** Start Material to process **

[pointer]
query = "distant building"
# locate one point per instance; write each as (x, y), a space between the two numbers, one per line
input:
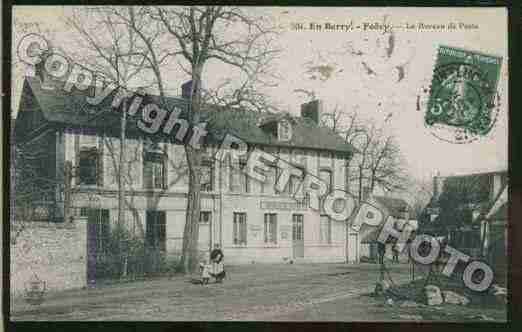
(486, 191)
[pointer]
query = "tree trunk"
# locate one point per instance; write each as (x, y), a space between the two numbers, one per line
(189, 257)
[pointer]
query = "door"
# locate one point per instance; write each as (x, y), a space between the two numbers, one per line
(352, 248)
(97, 242)
(297, 235)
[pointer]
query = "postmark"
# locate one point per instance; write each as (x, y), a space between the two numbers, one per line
(463, 101)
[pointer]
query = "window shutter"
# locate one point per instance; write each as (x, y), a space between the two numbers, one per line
(76, 173)
(165, 167)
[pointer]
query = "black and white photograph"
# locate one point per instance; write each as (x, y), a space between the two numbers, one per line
(258, 163)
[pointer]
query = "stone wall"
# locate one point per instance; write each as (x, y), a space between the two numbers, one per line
(55, 252)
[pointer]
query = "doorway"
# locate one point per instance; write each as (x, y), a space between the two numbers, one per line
(98, 233)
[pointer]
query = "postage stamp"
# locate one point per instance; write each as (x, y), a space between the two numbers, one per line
(462, 104)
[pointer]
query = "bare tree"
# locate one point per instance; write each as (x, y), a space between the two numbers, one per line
(145, 39)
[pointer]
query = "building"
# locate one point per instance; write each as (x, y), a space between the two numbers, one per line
(251, 221)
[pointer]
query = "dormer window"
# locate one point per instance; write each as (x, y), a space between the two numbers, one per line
(284, 130)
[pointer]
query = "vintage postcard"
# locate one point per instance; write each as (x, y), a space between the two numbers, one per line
(192, 163)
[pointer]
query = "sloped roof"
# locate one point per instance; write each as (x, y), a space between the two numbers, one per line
(71, 109)
(395, 206)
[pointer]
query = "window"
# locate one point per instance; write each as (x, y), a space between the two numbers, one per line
(89, 166)
(325, 229)
(207, 175)
(156, 230)
(205, 217)
(268, 186)
(154, 167)
(239, 228)
(271, 228)
(297, 227)
(239, 181)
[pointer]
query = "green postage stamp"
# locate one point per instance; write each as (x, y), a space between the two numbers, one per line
(463, 100)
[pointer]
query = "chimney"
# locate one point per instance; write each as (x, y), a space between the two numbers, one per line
(312, 110)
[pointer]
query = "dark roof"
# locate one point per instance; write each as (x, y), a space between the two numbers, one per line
(71, 109)
(395, 206)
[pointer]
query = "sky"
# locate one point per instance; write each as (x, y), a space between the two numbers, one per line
(347, 57)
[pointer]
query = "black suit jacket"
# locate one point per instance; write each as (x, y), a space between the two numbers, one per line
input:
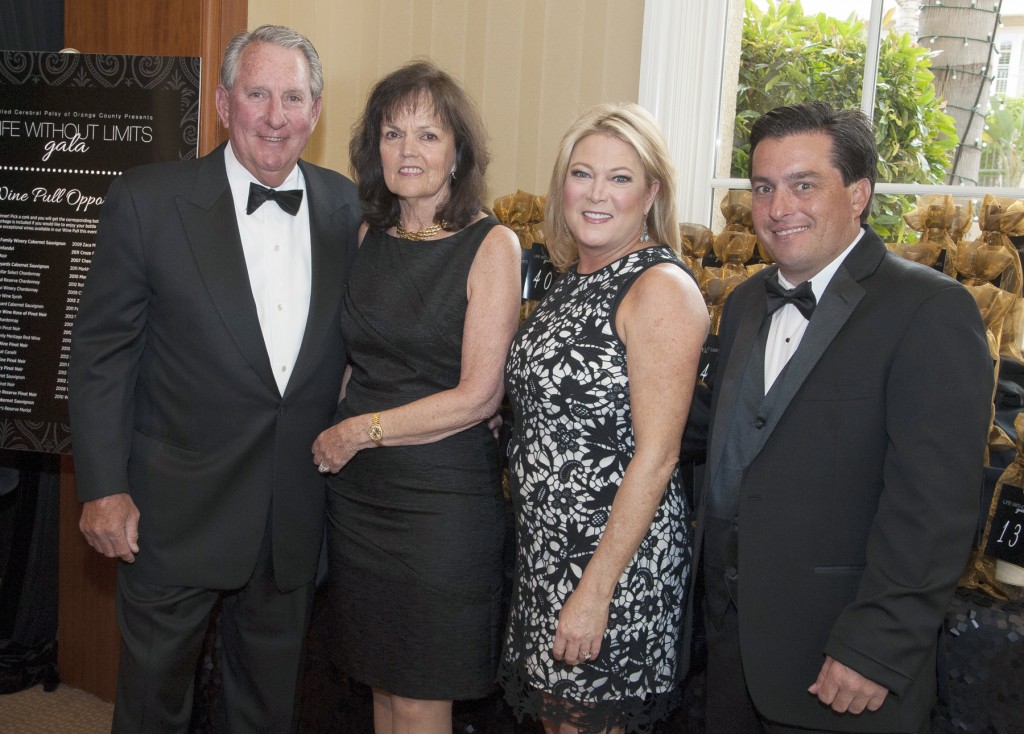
(172, 395)
(857, 511)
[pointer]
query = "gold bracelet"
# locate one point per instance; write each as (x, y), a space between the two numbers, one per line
(376, 432)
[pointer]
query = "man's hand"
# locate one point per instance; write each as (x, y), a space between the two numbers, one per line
(846, 690)
(111, 526)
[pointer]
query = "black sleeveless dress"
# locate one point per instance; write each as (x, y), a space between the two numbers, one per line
(415, 533)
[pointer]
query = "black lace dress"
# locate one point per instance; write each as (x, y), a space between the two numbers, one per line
(415, 533)
(572, 440)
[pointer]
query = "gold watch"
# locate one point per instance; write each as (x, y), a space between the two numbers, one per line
(376, 432)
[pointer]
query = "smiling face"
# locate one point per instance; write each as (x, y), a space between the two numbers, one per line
(803, 212)
(605, 199)
(418, 157)
(269, 113)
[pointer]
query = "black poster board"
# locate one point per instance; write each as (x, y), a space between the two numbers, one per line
(70, 123)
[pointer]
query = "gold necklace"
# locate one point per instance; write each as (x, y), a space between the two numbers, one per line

** End Material to process **

▸ **Aim**:
Tally the lines in the rows above that contain the string "stamp", where case counts. Give only the number.

▸ **Completed task**:
2